> [Exercise aim] Out of the data below, copy every line with the string "leaf".
── Data
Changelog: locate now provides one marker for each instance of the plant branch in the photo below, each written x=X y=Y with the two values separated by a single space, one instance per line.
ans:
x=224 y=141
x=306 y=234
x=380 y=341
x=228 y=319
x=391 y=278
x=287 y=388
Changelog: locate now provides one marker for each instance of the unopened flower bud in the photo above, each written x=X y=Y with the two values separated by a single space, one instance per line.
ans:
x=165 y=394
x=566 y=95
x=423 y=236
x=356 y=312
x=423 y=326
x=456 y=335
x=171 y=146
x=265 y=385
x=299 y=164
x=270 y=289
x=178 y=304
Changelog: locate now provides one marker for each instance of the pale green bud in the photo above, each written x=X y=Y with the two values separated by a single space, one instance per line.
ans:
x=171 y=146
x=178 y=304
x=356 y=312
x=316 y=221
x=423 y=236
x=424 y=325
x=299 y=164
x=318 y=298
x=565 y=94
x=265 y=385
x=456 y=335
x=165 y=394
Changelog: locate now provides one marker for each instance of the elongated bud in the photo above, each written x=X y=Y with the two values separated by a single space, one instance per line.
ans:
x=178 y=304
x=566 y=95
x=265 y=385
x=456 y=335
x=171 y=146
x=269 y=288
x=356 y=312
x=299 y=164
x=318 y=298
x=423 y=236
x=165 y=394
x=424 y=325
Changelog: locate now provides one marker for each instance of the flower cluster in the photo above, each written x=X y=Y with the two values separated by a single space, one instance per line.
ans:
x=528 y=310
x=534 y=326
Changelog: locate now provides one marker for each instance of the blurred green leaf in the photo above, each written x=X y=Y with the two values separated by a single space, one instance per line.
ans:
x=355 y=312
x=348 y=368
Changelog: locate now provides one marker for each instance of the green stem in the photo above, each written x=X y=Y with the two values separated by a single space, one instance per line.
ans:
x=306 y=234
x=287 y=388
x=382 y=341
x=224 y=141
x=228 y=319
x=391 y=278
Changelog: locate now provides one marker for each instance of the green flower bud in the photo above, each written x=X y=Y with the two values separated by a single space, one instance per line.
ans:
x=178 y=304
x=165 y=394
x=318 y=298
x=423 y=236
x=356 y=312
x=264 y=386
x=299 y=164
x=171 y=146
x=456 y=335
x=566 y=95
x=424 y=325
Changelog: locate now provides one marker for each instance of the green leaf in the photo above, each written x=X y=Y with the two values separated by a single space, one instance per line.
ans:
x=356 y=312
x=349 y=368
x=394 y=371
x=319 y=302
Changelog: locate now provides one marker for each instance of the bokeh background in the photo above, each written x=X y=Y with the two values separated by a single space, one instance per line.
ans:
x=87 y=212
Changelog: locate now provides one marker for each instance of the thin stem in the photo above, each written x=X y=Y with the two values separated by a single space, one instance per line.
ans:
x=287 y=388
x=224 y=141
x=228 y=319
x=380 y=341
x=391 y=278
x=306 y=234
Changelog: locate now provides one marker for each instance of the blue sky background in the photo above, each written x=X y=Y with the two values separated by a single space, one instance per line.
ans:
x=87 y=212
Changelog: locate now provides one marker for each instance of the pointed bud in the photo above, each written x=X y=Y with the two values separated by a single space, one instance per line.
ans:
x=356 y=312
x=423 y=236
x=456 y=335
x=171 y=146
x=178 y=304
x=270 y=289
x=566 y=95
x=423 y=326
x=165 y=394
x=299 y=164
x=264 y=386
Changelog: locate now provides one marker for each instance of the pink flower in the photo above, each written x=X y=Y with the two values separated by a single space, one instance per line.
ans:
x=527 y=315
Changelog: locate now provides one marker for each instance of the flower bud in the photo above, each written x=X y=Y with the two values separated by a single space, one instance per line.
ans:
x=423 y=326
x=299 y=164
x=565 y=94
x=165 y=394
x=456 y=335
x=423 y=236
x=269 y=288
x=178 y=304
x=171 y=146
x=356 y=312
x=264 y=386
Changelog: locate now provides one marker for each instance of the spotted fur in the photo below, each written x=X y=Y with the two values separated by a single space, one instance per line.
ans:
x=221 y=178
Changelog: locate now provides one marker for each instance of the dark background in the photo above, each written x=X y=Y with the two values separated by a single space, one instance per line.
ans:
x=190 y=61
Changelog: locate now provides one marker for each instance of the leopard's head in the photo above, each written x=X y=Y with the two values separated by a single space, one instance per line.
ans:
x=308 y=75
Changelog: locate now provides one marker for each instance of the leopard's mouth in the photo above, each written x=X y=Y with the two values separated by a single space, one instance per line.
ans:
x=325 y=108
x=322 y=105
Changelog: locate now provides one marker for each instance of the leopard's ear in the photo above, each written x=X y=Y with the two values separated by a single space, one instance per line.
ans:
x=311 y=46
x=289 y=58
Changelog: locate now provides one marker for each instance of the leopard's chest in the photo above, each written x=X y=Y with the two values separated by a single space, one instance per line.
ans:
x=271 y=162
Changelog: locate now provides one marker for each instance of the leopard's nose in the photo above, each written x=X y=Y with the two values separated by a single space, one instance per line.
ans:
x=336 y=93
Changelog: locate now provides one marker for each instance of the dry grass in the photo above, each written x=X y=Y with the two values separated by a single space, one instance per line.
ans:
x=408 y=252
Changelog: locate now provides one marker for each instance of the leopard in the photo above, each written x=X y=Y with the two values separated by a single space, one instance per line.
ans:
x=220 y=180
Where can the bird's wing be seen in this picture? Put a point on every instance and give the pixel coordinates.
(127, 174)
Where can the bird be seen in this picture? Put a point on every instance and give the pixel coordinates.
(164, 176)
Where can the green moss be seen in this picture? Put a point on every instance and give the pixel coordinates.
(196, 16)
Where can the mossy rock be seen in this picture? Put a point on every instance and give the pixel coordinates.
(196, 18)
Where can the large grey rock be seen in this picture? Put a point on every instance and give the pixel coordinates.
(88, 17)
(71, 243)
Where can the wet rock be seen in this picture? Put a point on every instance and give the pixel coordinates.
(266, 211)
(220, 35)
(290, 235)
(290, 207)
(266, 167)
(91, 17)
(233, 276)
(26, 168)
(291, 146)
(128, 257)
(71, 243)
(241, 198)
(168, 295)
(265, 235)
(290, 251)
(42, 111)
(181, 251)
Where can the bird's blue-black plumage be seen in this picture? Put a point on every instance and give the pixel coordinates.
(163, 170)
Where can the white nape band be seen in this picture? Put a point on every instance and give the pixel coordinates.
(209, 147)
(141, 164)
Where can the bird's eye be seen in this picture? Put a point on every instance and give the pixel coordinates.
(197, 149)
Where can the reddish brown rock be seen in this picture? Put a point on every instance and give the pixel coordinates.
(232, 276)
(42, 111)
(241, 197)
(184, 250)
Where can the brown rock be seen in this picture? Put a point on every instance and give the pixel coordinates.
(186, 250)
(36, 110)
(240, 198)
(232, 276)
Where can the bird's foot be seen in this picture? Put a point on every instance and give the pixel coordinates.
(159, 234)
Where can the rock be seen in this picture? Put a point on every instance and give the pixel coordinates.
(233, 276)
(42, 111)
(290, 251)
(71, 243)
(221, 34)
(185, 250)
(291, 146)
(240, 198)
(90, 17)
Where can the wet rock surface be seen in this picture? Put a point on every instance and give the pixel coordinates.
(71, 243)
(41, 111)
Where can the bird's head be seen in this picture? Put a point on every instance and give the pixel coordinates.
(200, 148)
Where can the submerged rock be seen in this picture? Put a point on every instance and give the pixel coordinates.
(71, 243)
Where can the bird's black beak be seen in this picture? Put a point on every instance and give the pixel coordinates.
────
> [Output for this exercise]
Changelog: locate now provides one marker for each instance of the blurred green leaf in the photo above, each written x=X y=Y with the two values separated by a single space, one instance per line.
Changelog: locate now provides one marker for each instance of the green leaf in the photo above, each written x=X y=Y with the two values separated by a single space, one instance per line.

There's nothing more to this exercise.